◆ **Exercise materials**:
··········

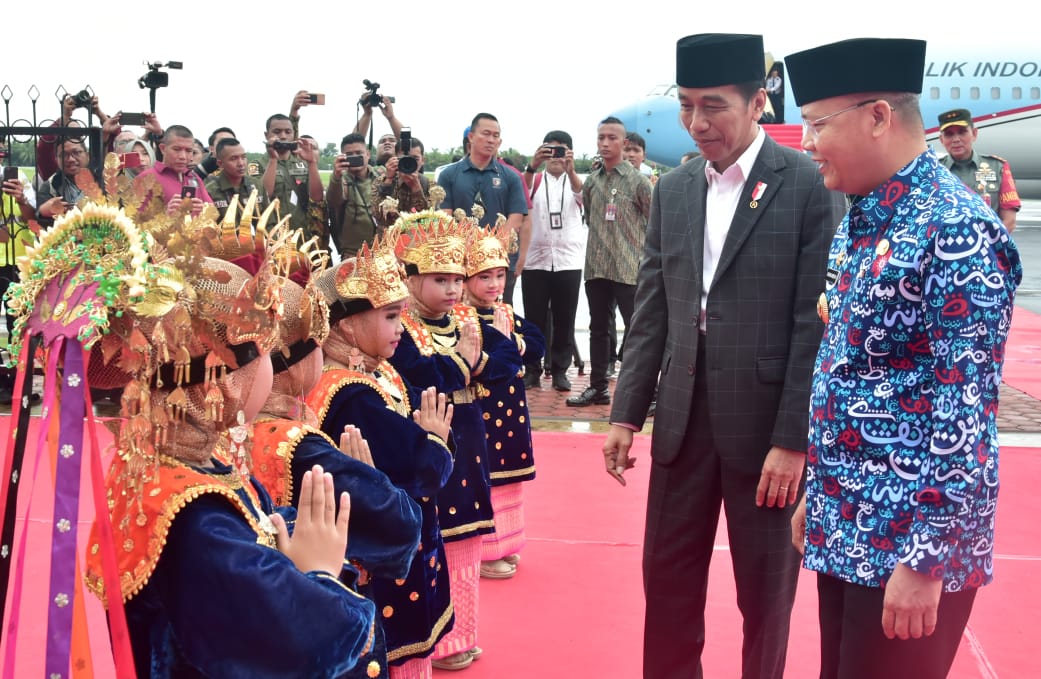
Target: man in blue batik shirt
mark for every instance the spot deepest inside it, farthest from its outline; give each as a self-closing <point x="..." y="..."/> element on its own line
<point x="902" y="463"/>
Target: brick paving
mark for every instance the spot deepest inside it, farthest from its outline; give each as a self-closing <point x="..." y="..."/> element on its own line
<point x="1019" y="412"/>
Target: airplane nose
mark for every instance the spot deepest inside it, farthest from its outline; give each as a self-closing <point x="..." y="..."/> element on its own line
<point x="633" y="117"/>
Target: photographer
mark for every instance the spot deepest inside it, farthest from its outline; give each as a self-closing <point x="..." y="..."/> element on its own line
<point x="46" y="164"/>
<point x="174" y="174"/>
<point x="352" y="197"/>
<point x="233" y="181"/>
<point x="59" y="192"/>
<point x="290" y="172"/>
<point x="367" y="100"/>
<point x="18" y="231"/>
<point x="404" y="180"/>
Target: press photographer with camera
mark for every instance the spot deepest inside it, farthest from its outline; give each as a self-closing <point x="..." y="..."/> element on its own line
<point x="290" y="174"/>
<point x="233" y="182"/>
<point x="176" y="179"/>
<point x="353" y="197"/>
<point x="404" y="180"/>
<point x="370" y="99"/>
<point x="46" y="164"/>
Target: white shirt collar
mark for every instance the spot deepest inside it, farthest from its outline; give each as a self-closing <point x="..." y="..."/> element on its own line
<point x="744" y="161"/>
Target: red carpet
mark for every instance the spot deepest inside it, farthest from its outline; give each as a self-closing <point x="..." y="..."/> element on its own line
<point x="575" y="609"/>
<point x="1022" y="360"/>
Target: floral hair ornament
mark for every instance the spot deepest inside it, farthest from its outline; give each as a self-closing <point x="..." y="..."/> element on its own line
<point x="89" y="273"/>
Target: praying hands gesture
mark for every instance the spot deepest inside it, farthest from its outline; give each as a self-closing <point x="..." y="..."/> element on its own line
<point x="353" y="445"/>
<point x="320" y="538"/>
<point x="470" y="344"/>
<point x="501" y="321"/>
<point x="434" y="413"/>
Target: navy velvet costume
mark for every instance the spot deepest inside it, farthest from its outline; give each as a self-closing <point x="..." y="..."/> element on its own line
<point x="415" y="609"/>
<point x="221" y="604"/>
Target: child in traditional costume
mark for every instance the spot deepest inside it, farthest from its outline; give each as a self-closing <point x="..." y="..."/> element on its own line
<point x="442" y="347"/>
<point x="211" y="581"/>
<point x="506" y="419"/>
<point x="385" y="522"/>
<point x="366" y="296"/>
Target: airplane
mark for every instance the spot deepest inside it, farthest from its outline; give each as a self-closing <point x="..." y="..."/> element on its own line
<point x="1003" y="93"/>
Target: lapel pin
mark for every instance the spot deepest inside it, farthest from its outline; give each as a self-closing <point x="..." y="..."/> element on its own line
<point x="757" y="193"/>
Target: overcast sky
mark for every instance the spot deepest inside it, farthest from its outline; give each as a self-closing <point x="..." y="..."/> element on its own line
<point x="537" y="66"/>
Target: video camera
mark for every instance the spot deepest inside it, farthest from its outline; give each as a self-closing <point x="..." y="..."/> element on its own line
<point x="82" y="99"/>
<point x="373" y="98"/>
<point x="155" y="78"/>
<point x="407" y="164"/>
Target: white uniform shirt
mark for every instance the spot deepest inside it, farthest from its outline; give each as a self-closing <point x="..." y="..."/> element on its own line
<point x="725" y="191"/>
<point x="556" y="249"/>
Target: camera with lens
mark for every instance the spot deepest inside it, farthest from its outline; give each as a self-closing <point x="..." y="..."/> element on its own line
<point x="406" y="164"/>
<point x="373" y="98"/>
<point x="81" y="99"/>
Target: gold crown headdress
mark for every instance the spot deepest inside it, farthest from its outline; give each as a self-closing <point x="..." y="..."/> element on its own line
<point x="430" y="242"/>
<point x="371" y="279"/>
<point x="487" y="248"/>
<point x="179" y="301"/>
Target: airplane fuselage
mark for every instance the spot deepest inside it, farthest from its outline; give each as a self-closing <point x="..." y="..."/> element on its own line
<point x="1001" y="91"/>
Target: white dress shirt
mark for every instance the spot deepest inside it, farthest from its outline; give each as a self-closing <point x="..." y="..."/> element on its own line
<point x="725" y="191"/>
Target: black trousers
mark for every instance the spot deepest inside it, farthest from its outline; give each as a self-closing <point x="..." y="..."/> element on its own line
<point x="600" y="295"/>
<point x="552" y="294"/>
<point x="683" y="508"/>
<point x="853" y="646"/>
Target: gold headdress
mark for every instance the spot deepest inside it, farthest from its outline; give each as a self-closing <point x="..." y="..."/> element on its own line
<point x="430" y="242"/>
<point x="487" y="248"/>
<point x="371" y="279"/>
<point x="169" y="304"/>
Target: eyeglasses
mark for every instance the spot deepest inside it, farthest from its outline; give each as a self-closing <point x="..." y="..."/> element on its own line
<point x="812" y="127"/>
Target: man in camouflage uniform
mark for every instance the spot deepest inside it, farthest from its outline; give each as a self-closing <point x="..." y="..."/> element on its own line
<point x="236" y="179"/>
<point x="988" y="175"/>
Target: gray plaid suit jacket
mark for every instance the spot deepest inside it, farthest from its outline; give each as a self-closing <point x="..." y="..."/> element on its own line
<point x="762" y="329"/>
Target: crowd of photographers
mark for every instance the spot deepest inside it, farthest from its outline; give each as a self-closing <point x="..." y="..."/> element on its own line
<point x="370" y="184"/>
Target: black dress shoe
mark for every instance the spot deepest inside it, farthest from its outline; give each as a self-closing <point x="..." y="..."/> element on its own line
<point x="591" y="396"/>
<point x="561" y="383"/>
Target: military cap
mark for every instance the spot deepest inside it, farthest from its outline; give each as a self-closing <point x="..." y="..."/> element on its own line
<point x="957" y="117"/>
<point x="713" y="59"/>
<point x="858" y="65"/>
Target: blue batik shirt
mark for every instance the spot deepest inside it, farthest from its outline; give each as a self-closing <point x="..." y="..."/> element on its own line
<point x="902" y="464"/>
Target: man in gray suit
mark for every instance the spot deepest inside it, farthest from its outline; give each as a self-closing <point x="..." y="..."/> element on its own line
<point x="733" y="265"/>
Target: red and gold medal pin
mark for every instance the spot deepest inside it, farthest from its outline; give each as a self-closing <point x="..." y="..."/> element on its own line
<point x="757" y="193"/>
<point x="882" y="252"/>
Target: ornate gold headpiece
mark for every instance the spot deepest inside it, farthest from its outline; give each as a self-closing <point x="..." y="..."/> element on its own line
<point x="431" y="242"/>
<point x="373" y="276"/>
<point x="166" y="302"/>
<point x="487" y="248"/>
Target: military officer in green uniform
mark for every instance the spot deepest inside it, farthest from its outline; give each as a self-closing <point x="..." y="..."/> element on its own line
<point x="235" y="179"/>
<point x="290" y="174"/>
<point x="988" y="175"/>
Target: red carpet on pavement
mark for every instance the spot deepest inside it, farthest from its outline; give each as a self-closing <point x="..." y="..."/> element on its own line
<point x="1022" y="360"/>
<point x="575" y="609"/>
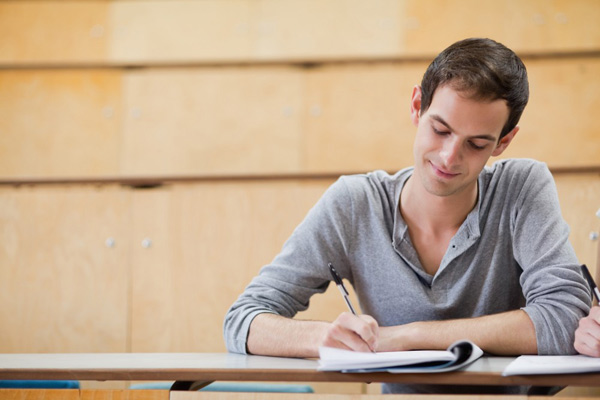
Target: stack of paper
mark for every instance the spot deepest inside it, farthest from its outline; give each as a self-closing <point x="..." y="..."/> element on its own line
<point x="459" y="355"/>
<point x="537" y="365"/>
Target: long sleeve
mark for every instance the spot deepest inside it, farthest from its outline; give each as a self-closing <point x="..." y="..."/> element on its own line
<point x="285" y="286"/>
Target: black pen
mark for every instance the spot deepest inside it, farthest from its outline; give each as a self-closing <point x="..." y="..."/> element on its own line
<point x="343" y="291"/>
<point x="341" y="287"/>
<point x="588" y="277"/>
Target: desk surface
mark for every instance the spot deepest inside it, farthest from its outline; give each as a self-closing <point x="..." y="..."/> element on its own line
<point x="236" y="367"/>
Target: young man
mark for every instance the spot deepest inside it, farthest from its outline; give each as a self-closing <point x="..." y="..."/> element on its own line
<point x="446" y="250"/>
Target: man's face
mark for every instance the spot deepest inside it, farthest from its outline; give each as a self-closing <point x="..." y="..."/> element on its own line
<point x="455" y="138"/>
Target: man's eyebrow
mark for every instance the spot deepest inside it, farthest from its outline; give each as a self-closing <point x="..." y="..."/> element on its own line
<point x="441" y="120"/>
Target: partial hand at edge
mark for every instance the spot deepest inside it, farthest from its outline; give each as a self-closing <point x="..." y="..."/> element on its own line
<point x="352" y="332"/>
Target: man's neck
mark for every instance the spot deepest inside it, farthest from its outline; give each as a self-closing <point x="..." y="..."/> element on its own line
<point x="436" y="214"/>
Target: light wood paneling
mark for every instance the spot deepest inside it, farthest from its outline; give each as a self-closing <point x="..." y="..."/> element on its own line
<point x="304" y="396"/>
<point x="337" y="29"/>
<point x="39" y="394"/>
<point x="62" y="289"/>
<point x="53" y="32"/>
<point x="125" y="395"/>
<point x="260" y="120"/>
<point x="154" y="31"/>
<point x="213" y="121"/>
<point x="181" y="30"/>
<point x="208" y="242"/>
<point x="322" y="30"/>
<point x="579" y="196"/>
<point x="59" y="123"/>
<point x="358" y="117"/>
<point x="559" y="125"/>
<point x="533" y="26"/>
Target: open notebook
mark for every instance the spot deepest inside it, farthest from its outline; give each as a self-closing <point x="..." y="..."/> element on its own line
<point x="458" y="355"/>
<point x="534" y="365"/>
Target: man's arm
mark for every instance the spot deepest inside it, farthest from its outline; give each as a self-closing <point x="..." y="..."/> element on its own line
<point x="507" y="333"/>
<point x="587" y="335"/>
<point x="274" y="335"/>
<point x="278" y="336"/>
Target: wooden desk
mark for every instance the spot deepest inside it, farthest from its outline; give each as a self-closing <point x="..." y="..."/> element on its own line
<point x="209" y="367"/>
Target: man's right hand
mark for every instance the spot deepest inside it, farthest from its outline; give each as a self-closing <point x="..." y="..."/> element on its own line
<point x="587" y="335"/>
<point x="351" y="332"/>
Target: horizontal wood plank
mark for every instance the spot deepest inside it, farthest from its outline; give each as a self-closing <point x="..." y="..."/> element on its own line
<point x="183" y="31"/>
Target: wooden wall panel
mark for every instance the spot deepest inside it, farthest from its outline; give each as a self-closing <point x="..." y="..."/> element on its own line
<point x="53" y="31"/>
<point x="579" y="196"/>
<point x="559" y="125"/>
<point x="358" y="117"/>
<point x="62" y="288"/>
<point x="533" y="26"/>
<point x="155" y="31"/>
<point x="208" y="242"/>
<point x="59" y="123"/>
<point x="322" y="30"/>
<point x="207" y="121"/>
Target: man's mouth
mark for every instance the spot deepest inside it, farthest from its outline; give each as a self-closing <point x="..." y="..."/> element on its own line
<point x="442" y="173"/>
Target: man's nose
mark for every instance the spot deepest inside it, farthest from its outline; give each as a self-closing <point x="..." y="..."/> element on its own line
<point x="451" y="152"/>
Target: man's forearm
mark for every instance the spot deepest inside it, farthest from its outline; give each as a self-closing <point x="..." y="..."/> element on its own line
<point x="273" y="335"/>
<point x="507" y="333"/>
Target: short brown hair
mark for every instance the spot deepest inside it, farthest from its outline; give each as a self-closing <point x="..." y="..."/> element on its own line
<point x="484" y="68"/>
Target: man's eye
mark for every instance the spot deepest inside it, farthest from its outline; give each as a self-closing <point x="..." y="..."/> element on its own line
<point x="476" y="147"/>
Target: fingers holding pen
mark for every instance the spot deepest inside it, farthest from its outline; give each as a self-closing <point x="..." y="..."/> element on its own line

··········

◆ **Challenge**: In the entries above, find the line containing "Target: man's forearm". Set down that line and every line after it through the last one, exactly and alone.

◆ **Solution**:
Target: man's forearm
mark for every instance the spot deepest inside it, farthest from its outline; give each as a self-closing <point x="..." y="..."/> element on its own line
<point x="273" y="335"/>
<point x="507" y="333"/>
Target: short brown hair
mark for every instance the spot deepest inside it, farthest from its outline; give each as a self-closing <point x="..." y="..."/> element on its own line
<point x="484" y="68"/>
Target: man's eye
mark for every instance the spot deepest inside it, farthest from its outline; give each as a self-closing <point x="..." y="..."/> element on its own line
<point x="476" y="147"/>
Target: fingers holding pen
mark for every instance the spot deepest inside it, farthest from its outline; give each as a self-closing <point x="..." y="..."/> element on its own line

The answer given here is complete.